### [Work to complete]
Transcribe each of the records below exactly, excluding all pictures.

═════ Data provided ═════

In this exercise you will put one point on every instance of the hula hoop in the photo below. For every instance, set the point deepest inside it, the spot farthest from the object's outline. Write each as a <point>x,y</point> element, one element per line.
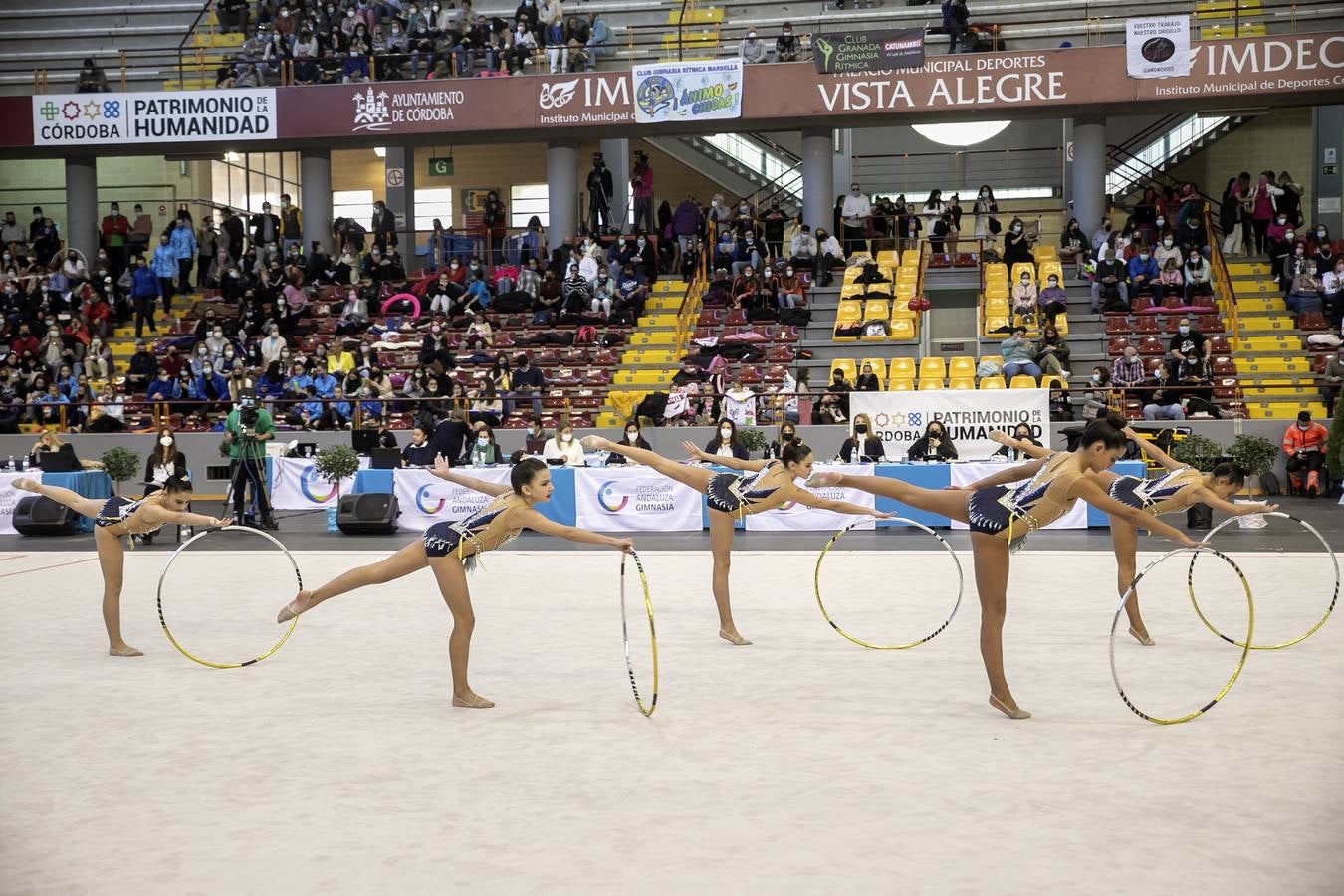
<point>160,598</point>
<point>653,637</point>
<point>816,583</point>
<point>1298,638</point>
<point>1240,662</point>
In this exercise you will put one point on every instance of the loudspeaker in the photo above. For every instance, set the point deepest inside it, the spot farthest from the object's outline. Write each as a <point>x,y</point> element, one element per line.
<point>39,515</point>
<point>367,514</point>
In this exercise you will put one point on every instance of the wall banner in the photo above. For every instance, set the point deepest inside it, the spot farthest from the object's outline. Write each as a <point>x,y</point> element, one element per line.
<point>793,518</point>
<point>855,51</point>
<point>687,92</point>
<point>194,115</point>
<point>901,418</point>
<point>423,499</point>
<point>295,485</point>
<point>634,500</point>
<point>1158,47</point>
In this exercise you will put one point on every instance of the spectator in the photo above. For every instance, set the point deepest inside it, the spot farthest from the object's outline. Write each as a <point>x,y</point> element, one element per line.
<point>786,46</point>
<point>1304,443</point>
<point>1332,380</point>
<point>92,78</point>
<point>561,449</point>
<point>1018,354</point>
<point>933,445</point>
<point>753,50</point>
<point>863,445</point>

═════

### [Solution to this exercise]
In this exercise you will put one point on every instance of the hula hoop in the photo below. For every instance, set the point deepest inside it, the spot farthest from the object's outline. Write each as a <point>x,y</point> element, one element per line.
<point>160,598</point>
<point>653,637</point>
<point>816,583</point>
<point>1298,638</point>
<point>1240,662</point>
In this exercise you will put one point on every instance of the loudspeaker in the photo above. For every instance, set the point deepest inside it, the spot farthest from the object's outline. Write each as a <point>x,y</point> element, one element per line.
<point>39,515</point>
<point>367,514</point>
In this exercise you will put one point on every instance of the wall banner in the photo above. For every instance, set the point deepest inside it, the spot farthest from the object's outline. Write each as a <point>x,y</point> element, one element per line.
<point>793,518</point>
<point>855,51</point>
<point>687,92</point>
<point>194,115</point>
<point>901,418</point>
<point>423,499</point>
<point>295,485</point>
<point>634,500</point>
<point>1158,47</point>
In this exercise you will put one point on every instance of the spectator in the photo above. For every instance, set the point deepest inside it, the spot farthest from the object's outline. Write each as a <point>x,y</point> element, one element per line.
<point>786,46</point>
<point>1304,443</point>
<point>1332,380</point>
<point>92,78</point>
<point>561,449</point>
<point>1018,354</point>
<point>933,445</point>
<point>753,50</point>
<point>863,445</point>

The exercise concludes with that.